▶ Texte de l'exercice
*-*-*
Le plan français contre les plantes exotiques envahissantes se réfère à la CDB pour une action en trois volets : prévention, détection précoce pour empêcher qu’une espèce identifiée ne s’implante, confinement et maîtrise de long terme, lorsque l’éradication n’est pas possible.

Plans nationaux de lutte, indicateurs de suivi

Sur le volet de la prévention, des arrêtés ministériels sont annoncés, en vue de transposer en droit français la liste de l’Union européenne (règlement d’exécution 2016/1141 du 13 juillet 2016). La France se réserve la possibilité de soumettre, à la Commission européenne, l’ajout d’espèces invasives dans la liste communautaire.

Des plans nationaux de lutte sont à établir pour des espèces prioritaires. De plus, la stratégie prévoit un dispositif de surveillance couvrant la métropole et les outre-mer, ainsi que des indicateurs de suivi.

Qu’est-ce qu’une plante exotique envahissante ?
*-*-*
▶ Enregistrements affichés
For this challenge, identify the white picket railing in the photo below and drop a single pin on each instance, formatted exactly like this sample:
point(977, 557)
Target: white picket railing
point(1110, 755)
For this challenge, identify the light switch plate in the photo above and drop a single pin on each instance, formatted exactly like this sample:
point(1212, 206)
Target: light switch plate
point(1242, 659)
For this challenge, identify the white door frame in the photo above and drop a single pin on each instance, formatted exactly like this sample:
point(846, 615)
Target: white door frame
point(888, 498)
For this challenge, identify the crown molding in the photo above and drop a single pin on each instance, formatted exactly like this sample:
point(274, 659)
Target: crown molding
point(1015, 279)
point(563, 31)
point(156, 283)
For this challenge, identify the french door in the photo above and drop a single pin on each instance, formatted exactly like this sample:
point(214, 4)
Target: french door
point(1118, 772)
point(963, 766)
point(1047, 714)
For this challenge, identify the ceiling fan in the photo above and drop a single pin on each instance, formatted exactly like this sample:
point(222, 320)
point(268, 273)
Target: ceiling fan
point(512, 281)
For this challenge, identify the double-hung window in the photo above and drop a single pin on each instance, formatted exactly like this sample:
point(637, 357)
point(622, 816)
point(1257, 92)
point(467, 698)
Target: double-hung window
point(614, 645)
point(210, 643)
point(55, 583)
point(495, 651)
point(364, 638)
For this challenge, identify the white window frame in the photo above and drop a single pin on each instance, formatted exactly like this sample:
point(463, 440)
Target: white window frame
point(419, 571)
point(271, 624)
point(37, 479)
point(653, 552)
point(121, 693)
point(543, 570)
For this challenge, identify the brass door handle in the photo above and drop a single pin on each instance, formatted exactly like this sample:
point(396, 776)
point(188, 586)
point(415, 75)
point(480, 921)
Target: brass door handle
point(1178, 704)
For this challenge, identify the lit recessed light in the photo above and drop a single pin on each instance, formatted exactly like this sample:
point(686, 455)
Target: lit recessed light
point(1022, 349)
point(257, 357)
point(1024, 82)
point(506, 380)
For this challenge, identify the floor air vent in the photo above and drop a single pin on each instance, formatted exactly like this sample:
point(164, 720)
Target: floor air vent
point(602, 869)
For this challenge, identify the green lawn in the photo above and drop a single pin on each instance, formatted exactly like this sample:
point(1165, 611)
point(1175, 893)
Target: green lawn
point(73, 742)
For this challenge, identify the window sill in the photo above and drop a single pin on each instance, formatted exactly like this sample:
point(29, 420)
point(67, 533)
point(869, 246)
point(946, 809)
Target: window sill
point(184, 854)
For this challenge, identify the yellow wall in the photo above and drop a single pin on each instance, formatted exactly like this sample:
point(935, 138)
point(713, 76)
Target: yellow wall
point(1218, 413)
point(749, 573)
*-*-*
▶ Détail de la tâche
Pouvez-vous recopier intégralement, sans rien modifier, le texte sur les plantes exotiques envahissantes ?

▶ Réponse
Le plan français contre les plantes exotiques envahissantes se réfère à la CDB pour une action en trois volets : prévention, détection précoce pour empêcher qu’une espèce identifiée ne s’implante, confinement et maîtrise de long terme, lorsque l’éradication n’est pas possible.

Plans nationaux de lutte, indicateurs de suivi

Sur le volet de la prévention, des arrêtés ministériels sont annoncés, en vue de transposer en droit français la liste de l’Union européenne (règlement d’exécution 2016/1141 du 13 juillet 2016). La France se réserve la possibilité de soumettre, à la Commission européenne, l’ajout d’espèces invasives dans la liste communautaire.

Des plans nationaux de lutte sont à établir pour des espèces prioritaires. De plus, la stratégie prévoit un dispositif de surveillance couvrant la métropole et les outre-mer, ainsi que des indicateurs de suivi.

Qu’est-ce qu’une plante exotique envahissante ?